■ WORK INSTRUCTIONS
Every entry must be echoed exactly.

■ SOURCE RECORDS

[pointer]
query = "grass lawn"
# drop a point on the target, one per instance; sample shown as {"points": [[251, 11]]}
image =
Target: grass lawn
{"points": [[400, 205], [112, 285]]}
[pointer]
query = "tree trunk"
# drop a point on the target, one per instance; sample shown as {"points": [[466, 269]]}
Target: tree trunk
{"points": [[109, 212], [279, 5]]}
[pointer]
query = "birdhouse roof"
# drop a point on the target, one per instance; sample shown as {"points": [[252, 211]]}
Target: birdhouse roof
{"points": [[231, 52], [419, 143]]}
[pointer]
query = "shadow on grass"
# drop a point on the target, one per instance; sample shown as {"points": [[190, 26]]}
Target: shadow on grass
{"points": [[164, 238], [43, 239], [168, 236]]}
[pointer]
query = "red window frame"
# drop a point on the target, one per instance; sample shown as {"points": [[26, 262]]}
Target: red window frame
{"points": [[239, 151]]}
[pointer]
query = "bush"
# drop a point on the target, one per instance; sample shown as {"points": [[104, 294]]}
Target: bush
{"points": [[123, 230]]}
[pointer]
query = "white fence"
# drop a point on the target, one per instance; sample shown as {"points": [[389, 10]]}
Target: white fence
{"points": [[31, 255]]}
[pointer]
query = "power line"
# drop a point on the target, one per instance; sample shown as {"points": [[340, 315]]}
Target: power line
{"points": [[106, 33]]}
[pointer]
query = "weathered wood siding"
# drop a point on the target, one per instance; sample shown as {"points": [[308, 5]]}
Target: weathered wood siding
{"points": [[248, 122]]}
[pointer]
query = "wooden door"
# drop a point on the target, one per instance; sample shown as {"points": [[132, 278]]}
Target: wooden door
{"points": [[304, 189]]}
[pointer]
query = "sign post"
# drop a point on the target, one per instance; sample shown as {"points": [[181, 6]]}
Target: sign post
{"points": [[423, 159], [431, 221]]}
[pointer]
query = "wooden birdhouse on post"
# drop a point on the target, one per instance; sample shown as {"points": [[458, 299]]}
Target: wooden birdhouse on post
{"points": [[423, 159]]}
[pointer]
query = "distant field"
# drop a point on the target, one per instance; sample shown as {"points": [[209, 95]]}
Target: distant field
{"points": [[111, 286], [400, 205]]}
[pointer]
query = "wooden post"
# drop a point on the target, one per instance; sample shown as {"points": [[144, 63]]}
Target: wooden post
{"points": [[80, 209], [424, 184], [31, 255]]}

■ OUTPUT
[pointer]
query = "grass lawn"
# drop a point on the target, one per instance; sample shown as {"points": [[251, 11]]}
image =
Target: grass lawn
{"points": [[400, 205], [112, 285]]}
[pointer]
query = "tree trunk"
# drop a point on the target, one per instance; sample shown as {"points": [[466, 269]]}
Target: tree trunk
{"points": [[109, 212], [279, 5]]}
[pointer]
query = "birdhouse roof"
# drop a point on the target, one per instance; sample shown as {"points": [[252, 211]]}
Target: birdhouse roof
{"points": [[231, 52], [419, 143]]}
[pointer]
query = "shadow on grass"
# drop a point on the target, one per instance; sample shown as {"points": [[190, 26]]}
Target: shadow on grass
{"points": [[164, 238], [43, 239], [168, 236]]}
[pointer]
query = "red window frame"
# drop a point on the target, one per instance; sample shown as {"points": [[26, 262]]}
Target: red window frame
{"points": [[239, 151]]}
[pointer]
query = "bush"
# drop a point on the target, one per instance; sample shown as {"points": [[104, 294]]}
Target: bush
{"points": [[123, 230]]}
[pointer]
query = "white fence"
# drop a point on the target, one per instance; sample shown as {"points": [[389, 10]]}
Target: white fence
{"points": [[31, 255]]}
[pointer]
query = "power line"
# drop a point on the target, one per instance; sample shown as {"points": [[340, 315]]}
Target: power line
{"points": [[106, 33]]}
[pointer]
query = "weathered wood siding"
# drop a point on the target, one per instance; sample shown as {"points": [[308, 5]]}
Target: weathered wood siding
{"points": [[248, 122]]}
[pointer]
query = "wooden door"
# drop a point on the target, one per instance; sample shown as {"points": [[132, 278]]}
Target: wooden door
{"points": [[304, 189]]}
[pointer]
query = "sign post"
# drop a point on the target, one per instance; sample shown as {"points": [[181, 6]]}
Target: sign post
{"points": [[423, 159], [431, 221]]}
[pointer]
query = "wooden birdhouse on post"
# drop a point on the target, one per instance; sample shown as {"points": [[458, 299]]}
Target: wooden birdhouse on post
{"points": [[423, 159]]}
[pointer]
query = "distant field"
# drop a point on the target, one per instance; sample shown as {"points": [[209, 95]]}
Target: distant field
{"points": [[111, 286], [400, 205]]}
[pointer]
query = "wooden post"
# drop a point on the target, one per instance; sample shown as {"points": [[144, 63]]}
Target: wooden post
{"points": [[80, 209], [424, 184], [31, 255]]}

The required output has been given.